PROVIDED ENTRIES>
- Opening Delimiter -

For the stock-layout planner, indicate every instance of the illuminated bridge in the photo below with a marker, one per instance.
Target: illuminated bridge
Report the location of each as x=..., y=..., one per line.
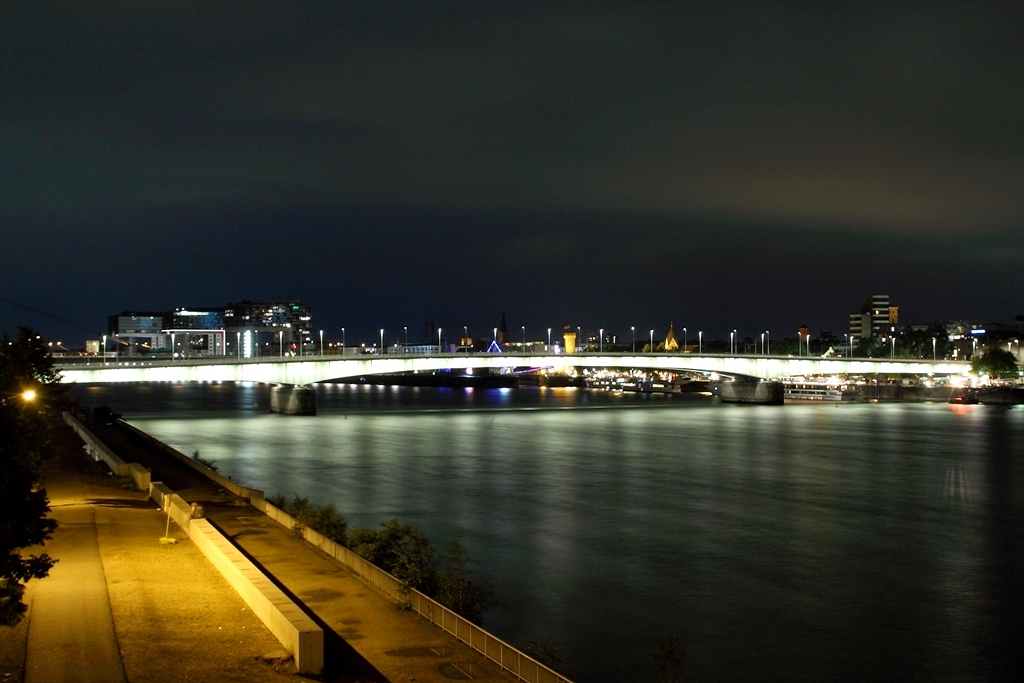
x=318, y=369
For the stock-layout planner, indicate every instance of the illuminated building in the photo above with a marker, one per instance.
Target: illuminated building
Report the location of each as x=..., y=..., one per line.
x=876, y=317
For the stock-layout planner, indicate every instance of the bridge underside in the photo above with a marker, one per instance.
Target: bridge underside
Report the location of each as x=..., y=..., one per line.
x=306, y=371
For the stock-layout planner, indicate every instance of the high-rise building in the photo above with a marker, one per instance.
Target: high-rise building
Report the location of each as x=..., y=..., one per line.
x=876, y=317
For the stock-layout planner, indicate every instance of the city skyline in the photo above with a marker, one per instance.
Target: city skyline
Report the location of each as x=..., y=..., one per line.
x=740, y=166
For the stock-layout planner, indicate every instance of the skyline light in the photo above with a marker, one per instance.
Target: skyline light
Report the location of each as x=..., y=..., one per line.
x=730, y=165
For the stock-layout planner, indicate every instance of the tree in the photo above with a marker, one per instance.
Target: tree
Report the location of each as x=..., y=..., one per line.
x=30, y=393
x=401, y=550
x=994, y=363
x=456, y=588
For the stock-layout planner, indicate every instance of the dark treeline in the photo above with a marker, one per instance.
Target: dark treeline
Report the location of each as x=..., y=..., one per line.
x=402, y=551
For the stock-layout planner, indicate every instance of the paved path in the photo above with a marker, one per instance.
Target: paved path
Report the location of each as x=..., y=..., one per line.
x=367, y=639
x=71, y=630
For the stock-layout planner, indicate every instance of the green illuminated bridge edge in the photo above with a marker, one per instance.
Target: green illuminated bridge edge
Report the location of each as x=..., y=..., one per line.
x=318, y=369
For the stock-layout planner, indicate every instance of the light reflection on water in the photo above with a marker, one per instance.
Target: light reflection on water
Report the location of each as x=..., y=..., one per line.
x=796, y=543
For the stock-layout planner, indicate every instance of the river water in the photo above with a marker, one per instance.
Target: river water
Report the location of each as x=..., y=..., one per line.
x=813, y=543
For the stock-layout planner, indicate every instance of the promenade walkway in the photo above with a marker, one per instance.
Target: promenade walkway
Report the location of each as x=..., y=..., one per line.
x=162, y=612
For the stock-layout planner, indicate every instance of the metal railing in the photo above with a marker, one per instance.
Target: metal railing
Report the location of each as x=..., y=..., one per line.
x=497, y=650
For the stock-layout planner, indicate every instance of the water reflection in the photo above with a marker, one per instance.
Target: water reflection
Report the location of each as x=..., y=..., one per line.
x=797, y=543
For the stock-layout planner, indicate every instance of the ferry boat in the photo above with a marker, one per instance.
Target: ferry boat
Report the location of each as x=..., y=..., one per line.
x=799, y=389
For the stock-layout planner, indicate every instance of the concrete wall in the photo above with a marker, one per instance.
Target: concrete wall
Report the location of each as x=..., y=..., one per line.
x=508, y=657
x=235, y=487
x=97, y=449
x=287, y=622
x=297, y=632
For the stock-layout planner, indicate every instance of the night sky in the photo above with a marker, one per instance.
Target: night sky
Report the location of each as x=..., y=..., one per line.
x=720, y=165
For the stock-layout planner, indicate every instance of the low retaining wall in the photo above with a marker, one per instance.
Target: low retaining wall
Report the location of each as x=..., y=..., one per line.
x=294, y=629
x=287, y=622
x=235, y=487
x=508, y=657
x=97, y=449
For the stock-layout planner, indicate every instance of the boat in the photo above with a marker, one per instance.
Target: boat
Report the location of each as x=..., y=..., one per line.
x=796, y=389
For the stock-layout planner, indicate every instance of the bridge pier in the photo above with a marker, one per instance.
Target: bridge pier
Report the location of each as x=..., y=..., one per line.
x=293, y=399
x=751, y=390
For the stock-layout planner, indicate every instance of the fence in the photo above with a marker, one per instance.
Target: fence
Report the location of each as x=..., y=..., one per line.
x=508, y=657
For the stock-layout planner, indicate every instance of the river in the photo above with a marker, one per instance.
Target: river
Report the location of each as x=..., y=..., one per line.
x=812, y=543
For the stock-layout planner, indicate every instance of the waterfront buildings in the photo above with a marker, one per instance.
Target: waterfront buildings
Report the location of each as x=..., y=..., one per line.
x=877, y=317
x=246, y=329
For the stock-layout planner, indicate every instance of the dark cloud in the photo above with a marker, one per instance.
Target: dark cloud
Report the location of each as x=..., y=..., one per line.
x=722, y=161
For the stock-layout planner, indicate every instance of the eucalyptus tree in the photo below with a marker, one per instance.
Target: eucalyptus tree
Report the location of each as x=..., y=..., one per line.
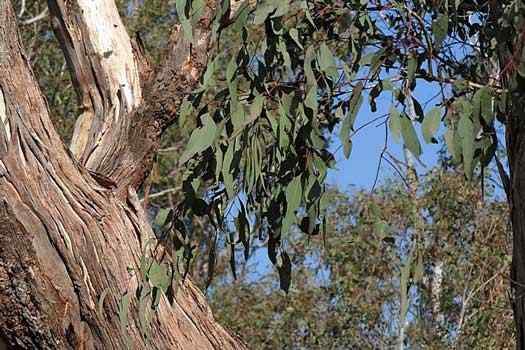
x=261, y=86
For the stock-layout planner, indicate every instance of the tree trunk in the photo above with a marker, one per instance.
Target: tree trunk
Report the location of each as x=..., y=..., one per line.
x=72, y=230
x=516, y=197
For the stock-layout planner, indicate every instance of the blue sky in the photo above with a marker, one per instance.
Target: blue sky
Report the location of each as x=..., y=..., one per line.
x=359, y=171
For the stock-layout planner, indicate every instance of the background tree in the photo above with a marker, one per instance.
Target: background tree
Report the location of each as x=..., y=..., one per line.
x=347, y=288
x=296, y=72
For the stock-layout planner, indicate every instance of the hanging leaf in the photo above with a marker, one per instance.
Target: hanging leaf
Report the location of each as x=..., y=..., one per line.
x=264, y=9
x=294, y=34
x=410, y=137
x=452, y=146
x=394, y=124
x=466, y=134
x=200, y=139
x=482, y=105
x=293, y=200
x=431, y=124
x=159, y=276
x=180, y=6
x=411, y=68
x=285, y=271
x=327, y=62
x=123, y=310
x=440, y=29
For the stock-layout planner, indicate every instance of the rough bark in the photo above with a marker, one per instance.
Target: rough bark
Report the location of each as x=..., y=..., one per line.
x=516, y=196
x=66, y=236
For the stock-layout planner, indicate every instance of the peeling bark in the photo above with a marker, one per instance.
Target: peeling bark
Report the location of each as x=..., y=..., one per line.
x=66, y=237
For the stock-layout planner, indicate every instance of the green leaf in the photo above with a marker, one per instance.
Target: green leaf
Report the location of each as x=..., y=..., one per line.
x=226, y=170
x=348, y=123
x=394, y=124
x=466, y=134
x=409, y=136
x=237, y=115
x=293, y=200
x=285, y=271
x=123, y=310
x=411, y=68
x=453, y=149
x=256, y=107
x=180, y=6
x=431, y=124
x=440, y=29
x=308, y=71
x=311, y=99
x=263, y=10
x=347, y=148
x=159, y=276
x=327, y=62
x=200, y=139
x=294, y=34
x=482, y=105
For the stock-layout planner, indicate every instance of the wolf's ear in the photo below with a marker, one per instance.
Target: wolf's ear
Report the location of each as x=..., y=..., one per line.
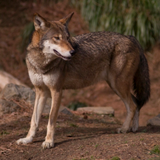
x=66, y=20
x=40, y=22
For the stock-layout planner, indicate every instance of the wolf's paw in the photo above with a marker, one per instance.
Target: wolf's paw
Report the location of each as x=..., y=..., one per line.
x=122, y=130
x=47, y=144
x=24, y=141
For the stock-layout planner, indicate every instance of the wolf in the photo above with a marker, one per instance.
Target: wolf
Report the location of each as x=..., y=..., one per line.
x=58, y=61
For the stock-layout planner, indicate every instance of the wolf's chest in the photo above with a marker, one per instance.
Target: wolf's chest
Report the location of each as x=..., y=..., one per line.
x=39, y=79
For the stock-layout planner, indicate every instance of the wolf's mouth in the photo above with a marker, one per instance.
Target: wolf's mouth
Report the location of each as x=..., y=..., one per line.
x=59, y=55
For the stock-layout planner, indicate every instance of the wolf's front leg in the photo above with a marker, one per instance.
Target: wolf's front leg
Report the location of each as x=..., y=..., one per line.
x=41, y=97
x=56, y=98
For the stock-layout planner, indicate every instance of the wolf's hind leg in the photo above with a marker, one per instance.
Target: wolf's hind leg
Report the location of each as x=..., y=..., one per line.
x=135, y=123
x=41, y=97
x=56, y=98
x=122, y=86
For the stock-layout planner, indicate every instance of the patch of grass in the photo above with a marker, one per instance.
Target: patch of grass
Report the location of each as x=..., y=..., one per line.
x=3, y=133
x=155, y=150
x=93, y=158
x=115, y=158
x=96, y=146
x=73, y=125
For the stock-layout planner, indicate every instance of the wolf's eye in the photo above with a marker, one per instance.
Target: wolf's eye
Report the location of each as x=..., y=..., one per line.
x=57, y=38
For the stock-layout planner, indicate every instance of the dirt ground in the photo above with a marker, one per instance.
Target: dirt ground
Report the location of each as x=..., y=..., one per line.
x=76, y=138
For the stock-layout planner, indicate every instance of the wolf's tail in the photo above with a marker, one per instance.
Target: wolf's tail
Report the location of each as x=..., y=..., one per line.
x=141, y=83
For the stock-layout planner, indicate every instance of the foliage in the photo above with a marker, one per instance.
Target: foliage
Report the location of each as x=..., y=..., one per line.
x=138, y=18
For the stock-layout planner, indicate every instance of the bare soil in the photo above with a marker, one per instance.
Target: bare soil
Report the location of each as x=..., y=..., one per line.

- Closing Delimiter -

BRIEF> Go through the records above and return each line in which the word "edge" occurs.

YOUR SOLUTION>
For the stock-layout planner, indicate every instance of the green illuminated bridge edge in the photo above with a marker, one per instance.
Target: green illuminated bridge edge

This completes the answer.